Mit unserem diesjährigen Motto richten wir den Fokus auf den Kraftakt als einzelne Person zu sich selbst zu stehen, als Gemeinschaft zu bestehen und solidarisch zu sein mit denen die Hilfe brauchen.
Warum Abwehrkräfte stärken?
In der aktuellen Krise um COVID-19 gilt es unsere eigenen Abwehrkräfte zu stärken. In Zeiten von „sozialer Distanz“ („social distancing“) und „emotionaler Isolation“ („emotional isolation“) geht es darum körperlich und emotional fit zu bleiben und nicht aufzugeben. Risiken abzuwägen, sich selbst und andere nicht zu gefährden und vor allem einander zu helfen, soll das Gebot der Stunde sein, damit wir diese Krise gemeinsam überstehen.
Warum der Bezug zu Covid-19?
Die derzeitige Krise um das Covid-Virus betrifft und gefährdet alle Menschen weltweit und belastet unsere Community in besonderem Maße im täglichen Leben. Auch aus diesem Grund haben wir uns entscheiden das Covid-Virus in unserem diesjährigen Motto explizit zu benennen.
Trotz dieser aktuellen Belastungen oder gerade deshalb dürfen wir unsere erkämpften Rechte, Ziele und Ideale nicht aufgeben und uns schon gar nicht von kruden Verschwörungstheorien oder menschenverachtenden Hetzer*innen verführen lassen.
In diesen Zeiten der Verunsicherung und schier unplanbarer Zukunftsaussichten ist es umso wichtiger, besonnen zu bleiben, einen kühlen Kopf und die Menschlichkeit im Herzen zu bewahren.
Warum wir Nazis im Blick haben?
Auch wenn auf der tagespolitischen Agenda derzeit kaum ein anderes Thema als COVID-19 zu existieren scheint, gibt es leider noch andere massive Bedrohungen für die LSBTTIAQ*-Community.

_Anweisungen_
a) Schreiben Sie aus dem Text zum Jahresmotto den Abschnitt von „Warum Abwehrkräfte stärken?“ bis „Bezug zu Covid-19?“ wortgetreu ab.
b) Führen Sie den Text zum Jahresmotto im Anschluss an seinen letzten Satz weiter.
Die Datensätze spielen dabei keine Rolle.

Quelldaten
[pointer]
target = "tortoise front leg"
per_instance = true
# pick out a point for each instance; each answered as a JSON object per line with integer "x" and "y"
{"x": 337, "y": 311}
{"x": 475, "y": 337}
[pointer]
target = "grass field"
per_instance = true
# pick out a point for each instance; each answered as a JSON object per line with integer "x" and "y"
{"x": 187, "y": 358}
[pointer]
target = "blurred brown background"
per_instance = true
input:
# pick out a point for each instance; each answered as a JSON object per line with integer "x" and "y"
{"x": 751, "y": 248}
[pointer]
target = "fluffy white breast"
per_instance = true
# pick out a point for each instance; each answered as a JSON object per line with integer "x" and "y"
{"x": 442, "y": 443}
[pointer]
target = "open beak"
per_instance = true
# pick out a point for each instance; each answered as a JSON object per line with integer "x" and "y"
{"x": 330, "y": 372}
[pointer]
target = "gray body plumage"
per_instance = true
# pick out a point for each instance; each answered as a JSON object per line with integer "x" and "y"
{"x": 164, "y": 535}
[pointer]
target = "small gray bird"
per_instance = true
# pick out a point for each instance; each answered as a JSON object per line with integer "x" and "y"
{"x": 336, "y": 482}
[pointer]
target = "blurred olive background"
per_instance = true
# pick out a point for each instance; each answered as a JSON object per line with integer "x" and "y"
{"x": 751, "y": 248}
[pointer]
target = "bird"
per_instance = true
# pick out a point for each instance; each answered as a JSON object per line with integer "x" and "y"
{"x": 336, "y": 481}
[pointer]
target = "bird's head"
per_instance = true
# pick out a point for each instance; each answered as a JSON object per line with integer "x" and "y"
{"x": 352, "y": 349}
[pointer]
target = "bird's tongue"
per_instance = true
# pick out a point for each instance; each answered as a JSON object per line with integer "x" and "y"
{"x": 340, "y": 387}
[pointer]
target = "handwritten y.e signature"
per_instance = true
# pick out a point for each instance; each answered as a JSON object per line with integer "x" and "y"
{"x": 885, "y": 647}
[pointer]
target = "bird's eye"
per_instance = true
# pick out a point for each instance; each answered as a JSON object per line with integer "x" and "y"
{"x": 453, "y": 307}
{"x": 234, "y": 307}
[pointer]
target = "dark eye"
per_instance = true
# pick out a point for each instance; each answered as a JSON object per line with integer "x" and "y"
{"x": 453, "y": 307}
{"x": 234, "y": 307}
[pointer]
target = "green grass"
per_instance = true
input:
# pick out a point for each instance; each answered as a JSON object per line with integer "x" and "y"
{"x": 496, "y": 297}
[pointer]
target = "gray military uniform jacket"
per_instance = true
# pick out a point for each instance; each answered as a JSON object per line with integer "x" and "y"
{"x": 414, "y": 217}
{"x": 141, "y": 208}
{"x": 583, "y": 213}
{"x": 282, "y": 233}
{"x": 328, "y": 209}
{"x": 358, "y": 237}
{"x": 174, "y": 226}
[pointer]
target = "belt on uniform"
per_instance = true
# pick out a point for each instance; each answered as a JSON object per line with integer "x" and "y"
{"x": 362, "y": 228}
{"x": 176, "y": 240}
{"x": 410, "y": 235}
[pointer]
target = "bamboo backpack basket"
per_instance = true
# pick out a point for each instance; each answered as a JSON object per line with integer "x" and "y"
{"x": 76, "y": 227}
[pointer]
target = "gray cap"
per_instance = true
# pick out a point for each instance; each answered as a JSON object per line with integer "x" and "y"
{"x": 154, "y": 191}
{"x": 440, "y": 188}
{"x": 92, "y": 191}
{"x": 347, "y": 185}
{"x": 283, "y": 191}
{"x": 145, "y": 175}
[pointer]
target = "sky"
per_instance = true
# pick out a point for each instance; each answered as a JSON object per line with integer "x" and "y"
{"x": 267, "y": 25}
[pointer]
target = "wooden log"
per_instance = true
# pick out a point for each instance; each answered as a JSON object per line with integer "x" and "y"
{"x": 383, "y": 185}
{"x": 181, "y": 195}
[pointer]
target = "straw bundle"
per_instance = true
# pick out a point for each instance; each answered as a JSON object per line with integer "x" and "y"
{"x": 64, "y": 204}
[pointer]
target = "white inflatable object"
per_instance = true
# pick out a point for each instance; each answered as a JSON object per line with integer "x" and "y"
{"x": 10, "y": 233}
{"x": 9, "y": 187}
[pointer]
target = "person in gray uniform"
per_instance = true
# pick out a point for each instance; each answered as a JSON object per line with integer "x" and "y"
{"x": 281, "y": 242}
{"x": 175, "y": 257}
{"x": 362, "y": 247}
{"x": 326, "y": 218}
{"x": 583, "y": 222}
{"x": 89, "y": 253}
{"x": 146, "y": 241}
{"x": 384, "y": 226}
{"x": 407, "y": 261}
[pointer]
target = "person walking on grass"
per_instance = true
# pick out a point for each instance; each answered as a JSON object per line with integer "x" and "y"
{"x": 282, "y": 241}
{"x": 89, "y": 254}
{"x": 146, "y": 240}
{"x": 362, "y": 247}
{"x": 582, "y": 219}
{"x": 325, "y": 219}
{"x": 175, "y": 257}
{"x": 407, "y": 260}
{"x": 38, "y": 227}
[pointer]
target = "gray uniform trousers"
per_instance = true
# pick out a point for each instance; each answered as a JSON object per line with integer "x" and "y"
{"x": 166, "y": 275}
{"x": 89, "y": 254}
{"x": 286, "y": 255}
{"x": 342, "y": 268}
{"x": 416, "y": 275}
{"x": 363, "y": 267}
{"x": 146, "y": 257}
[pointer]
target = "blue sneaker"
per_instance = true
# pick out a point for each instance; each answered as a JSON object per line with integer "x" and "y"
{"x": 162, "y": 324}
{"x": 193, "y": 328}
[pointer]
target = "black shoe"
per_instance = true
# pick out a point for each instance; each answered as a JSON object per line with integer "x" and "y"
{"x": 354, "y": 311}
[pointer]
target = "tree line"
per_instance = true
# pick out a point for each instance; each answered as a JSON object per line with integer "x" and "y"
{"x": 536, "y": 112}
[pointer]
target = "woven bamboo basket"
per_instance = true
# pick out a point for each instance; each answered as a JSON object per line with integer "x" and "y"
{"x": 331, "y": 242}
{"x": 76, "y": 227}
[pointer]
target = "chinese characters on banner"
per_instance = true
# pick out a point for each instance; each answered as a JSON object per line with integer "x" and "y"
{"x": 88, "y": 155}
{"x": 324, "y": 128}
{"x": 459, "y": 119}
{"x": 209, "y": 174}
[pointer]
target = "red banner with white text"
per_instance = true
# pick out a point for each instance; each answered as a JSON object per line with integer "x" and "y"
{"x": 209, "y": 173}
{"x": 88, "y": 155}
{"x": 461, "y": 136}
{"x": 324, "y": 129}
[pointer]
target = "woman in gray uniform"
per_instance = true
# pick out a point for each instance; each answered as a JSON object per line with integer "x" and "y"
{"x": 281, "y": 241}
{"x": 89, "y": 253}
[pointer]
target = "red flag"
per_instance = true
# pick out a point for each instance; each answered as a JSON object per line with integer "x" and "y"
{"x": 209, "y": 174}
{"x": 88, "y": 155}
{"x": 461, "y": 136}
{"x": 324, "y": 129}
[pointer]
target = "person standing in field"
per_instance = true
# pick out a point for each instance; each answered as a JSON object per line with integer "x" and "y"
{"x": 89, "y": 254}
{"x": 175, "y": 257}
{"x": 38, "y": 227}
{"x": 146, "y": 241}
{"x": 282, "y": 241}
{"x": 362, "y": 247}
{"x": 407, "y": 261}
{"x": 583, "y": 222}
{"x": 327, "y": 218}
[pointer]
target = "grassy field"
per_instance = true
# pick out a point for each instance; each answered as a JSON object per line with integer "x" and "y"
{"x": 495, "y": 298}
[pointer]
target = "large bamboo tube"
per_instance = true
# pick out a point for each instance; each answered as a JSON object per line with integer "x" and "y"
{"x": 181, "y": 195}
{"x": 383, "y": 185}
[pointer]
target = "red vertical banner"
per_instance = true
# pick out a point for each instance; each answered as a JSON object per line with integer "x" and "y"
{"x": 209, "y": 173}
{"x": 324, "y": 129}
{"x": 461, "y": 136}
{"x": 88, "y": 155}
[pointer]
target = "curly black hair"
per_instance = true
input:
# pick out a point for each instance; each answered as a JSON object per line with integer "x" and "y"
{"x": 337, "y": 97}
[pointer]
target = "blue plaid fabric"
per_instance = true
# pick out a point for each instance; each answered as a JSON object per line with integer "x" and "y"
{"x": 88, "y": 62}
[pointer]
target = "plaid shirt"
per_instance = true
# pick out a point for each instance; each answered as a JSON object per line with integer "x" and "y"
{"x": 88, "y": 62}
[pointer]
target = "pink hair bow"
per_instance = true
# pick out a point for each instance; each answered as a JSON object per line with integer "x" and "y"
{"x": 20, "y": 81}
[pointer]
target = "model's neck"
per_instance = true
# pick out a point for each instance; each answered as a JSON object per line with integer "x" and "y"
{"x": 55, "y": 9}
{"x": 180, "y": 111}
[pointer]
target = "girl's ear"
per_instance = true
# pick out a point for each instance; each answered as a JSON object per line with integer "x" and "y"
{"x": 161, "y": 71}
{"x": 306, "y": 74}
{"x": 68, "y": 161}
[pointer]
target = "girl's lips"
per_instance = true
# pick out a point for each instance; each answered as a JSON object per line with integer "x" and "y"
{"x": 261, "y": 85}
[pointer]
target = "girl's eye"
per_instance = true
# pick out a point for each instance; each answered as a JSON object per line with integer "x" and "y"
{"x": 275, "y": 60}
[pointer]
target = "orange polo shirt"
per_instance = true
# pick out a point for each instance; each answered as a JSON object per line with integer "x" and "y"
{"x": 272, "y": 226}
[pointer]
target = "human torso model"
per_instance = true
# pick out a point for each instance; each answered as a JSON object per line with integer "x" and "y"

_Erwartete Ergebnisse_
a)
Warum Abwehrkräfte stärken?
In der aktuellen Krise um COVID-19 gilt es unsere eigenen Abwehrkräfte zu stärken. In Zeiten von „sozialer Distanz“ („social distancing“) und „emotionaler Isolation“ („emotional isolation“) geht es darum körperlich und emotional fit zu bleiben und nicht aufzugeben. Risiken abzuwägen, sich selbst und andere nicht zu gefährden und vor allem einander zu helfen, soll das Gebot der Stunde sein, damit wir diese Krise gemeinsam überstehen.
Warum der Bezug zu Covid-19?

b)
Nationalismus, Rechtsextremismus, Rechtskonservatismus und religiöser Fanatismus bedrohen uns seit jeher und erleben als politische Strömungen seit Jahren eine gesellschaftliche Renaissance. Wir müssen unsere Abwehrkräfte stärken gegen alles was uns von rechts bedroht. Wir müssen aktiv werden gegen den Übergriff auf offener Straße, gegen Ressentiments in den Köpfen und gegen politische Organisationen und Parteien wie z.B. die AfD.
Warum wir auch die anderen gefährlichen Bedrohungen nicht aus dem Blick verlieren dürfen?
Da unsere Community nicht nur aus wohlhabenden, weißen, schwulen CIS-Männern besteht, ist es wichtig, dass unser Fokus intersektional und solidarisch BLEIBT!
Unsere politischen Forderungen sind so vielfältig wie die gesamte LSBTTIAQ*-Community. Schwule oder lesbische Themen sind für uns nicht losgelöst von Trans*- und Interthemen zu sehen. Queerer Feminismus ist uns ebenso wichtig wie ein starkes Engagement für ein Klima, dass diese Welt als lebenswerten Ort für alle Menschen erhält.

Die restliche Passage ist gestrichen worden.